> **Exercise details**
Could you transcribe every line of the listing below, character for character?

____ Data extract

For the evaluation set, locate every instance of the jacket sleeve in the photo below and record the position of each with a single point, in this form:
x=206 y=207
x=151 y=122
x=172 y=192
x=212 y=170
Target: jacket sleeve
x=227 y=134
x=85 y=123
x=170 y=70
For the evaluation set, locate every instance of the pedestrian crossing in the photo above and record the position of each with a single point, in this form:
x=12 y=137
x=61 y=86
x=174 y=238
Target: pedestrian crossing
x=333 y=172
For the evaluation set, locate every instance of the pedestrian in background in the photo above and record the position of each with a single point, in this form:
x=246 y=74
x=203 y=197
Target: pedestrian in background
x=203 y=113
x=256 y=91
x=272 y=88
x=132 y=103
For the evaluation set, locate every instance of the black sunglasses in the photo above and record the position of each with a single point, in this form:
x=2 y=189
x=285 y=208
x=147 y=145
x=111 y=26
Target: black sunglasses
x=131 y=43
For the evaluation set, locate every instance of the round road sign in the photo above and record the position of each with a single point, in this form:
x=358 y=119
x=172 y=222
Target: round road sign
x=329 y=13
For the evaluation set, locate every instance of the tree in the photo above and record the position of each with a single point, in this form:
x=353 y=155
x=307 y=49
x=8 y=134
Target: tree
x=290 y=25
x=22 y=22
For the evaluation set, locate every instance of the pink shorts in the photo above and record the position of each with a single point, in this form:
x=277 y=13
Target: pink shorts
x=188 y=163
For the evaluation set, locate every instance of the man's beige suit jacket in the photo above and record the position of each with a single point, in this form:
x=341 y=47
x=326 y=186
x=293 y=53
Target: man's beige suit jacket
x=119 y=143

________

> **Worked solution**
For the evaluation set, locate every instance of the jacket sleeve in the photo below and record the position of each with a single point, in this form:
x=206 y=207
x=151 y=122
x=172 y=192
x=212 y=170
Target: jacket sleeve
x=227 y=134
x=85 y=123
x=170 y=70
For the evaluation set, locate every instance of the pedestrian crossing in the photo above and record the position of each with a single point, in this form:
x=12 y=137
x=61 y=86
x=174 y=238
Target: pedestrian crossing
x=333 y=172
For the evaluation set, locate every instance of the pedestrian in background in the photo above and record the position of each with a single point, in this form:
x=246 y=74
x=203 y=197
Target: pedestrian in background
x=203 y=113
x=256 y=91
x=272 y=88
x=132 y=103
For the evaluation set, locate every instance of the black sunglasses in the photo above and record the position of each with a single point, in this form:
x=2 y=189
x=285 y=208
x=147 y=145
x=111 y=26
Target: black sunglasses
x=131 y=43
For the evaluation set, locate every instance of the round road sign in the photo above and record the position of each with a single point, in this form:
x=358 y=119
x=172 y=222
Target: round road sign
x=329 y=13
For the evaluation set, locate every instance of the tree in the photo above and record the position of each with a single point, in this form:
x=353 y=155
x=307 y=49
x=8 y=134
Target: tree
x=290 y=25
x=22 y=22
For the evaluation set, locate every instance of the pink shorts in the photo above and record the position of each with a single point, in this form:
x=277 y=13
Target: pink shorts
x=188 y=163
For the evaluation set, locate every instance of the man's beige suit jacket in the photo above and record the position of each with a single point, in this form:
x=341 y=47
x=326 y=186
x=293 y=53
Target: man's beige suit jacket
x=119 y=143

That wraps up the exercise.